• [BRIEF] From the records below, pick out and copy each line that contains the string "fill". Case matters.
Start RECORD EXCERPTS
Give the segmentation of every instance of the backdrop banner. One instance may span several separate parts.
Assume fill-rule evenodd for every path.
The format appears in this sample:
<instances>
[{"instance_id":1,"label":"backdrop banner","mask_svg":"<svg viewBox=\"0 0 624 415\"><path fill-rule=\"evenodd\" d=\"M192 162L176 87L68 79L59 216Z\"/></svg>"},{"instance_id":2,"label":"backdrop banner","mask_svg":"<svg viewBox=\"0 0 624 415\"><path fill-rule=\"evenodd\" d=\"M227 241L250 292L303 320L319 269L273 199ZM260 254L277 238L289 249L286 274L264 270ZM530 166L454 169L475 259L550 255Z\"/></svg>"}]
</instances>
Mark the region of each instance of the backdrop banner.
End RECORD EXCERPTS
Start RECORD EXCERPTS
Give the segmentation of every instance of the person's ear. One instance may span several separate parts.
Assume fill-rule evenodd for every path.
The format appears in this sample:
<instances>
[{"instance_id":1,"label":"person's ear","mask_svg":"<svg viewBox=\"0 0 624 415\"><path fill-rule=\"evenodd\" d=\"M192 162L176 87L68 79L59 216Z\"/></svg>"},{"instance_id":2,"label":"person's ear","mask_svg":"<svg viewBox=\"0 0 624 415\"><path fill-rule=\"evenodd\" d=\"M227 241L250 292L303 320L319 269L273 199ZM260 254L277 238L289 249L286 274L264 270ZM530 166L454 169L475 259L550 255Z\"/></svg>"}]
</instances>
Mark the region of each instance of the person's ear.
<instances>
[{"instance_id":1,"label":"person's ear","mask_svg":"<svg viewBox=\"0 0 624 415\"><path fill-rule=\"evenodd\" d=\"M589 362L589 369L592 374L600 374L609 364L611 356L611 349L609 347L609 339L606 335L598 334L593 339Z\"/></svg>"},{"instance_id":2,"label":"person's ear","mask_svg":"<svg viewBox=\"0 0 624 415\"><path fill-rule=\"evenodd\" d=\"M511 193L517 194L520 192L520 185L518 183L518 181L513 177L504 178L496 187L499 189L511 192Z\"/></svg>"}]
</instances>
End RECORD EXCERPTS
• [FULL OUTPUT]
Assume fill-rule evenodd for every path.
[{"instance_id":1,"label":"backdrop banner","mask_svg":"<svg viewBox=\"0 0 624 415\"><path fill-rule=\"evenodd\" d=\"M192 162L176 87L68 79L59 216Z\"/></svg>"},{"instance_id":2,"label":"backdrop banner","mask_svg":"<svg viewBox=\"0 0 624 415\"><path fill-rule=\"evenodd\" d=\"M227 241L250 292L303 320L319 269L273 199ZM260 254L277 238L289 249L286 274L264 270ZM530 166L454 169L475 259L550 255Z\"/></svg>"}]
Assume fill-rule evenodd for every path.
[{"instance_id":1,"label":"person's ear","mask_svg":"<svg viewBox=\"0 0 624 415\"><path fill-rule=\"evenodd\" d=\"M192 162L176 87L68 79L59 216Z\"/></svg>"},{"instance_id":2,"label":"person's ear","mask_svg":"<svg viewBox=\"0 0 624 415\"><path fill-rule=\"evenodd\" d=\"M227 241L250 292L303 320L319 269L273 199ZM260 254L277 238L289 249L286 274L264 270ZM530 166L454 169L475 259L550 255Z\"/></svg>"}]
[{"instance_id":1,"label":"person's ear","mask_svg":"<svg viewBox=\"0 0 624 415\"><path fill-rule=\"evenodd\" d=\"M589 362L589 369L592 374L600 374L609 364L611 356L611 349L609 347L609 339L606 335L598 334L593 339Z\"/></svg>"},{"instance_id":2,"label":"person's ear","mask_svg":"<svg viewBox=\"0 0 624 415\"><path fill-rule=\"evenodd\" d=\"M511 193L517 194L520 192L520 185L518 183L518 181L513 177L504 178L496 187L499 189L511 192Z\"/></svg>"}]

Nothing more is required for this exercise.